Natural-language object grounding data —

- Opening Delimiter -

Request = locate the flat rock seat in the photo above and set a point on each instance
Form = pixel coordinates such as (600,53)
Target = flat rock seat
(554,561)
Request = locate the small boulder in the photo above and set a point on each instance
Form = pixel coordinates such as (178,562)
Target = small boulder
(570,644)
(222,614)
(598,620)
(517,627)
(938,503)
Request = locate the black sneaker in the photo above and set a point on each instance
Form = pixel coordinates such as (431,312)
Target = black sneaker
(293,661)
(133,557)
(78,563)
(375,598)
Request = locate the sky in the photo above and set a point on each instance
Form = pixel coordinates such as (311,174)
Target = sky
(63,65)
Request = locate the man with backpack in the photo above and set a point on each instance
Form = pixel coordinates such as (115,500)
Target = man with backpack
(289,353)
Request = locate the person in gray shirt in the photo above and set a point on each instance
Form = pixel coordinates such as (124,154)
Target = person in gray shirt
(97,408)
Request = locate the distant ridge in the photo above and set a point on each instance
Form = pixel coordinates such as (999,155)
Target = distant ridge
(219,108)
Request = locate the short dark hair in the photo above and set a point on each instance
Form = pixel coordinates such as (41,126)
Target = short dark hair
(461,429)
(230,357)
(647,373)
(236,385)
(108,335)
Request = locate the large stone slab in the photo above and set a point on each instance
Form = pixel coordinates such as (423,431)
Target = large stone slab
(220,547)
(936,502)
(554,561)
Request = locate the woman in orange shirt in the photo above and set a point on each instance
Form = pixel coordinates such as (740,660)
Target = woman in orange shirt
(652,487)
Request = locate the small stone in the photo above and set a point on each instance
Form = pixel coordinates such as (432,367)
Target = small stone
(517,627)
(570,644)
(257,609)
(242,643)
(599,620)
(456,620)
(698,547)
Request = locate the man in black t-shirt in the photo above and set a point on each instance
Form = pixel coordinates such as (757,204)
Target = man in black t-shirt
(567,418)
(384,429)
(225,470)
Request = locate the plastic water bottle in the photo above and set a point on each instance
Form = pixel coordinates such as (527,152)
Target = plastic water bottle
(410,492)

- Closing Delimiter -

REQUIRED WORK — From the first line of the data above to the line holding "Form = pixel coordinates such as (740,660)", reproduce each line exactly; emit no other lines.

EXERCISE ANSWER —
Request = locate the flat rock seat in the photo above and set a point on each instance
Form = pixel coordinates such as (600,53)
Target = flat rock seat
(554,561)
Request = locate the small boulder in the photo above and set a point on each instance
Form = pixel coordinates such as (178,562)
Target = small boulder
(570,644)
(222,614)
(598,620)
(517,627)
(938,503)
Request = locate the black sneaker in the photo above and set a point on each instance
Form = pixel coordinates such as (431,312)
Target = black sneaker
(293,661)
(133,557)
(78,563)
(375,598)
Request = locate the sky in the photo above and set a point on each instance
Form = pixel coordinates such as (311,174)
Target = sky
(63,65)
Request = locate the man with backpack in the photo above and set a point on each instance
Form = pixel coordinates such as (115,500)
Target = man with backpack
(289,353)
Request = locate the person in gray shirt in the photo above and set a point on each instance
Form = pixel coordinates such as (124,154)
Target = person in gray shirt
(97,408)
Request = locate the distant ridge in the photo above and set a point on each instance
Form = pixel coordinates such as (999,155)
Target = distant ridge
(219,108)
Request = locate the short dark hair in the photo above and set a point on each instance
Form = pixel coordinates such as (41,126)
Target = short dark hair
(461,429)
(230,357)
(647,373)
(236,385)
(108,335)
Request = locate the large stone slab in the photo above and set a point on each instance
Form = pixel coordinates such as (423,431)
Target = large stone slab
(220,547)
(936,502)
(554,561)
Request = locate the woman in orange shirt in the photo above and set a point on each instance
Form = pixel coordinates such as (740,660)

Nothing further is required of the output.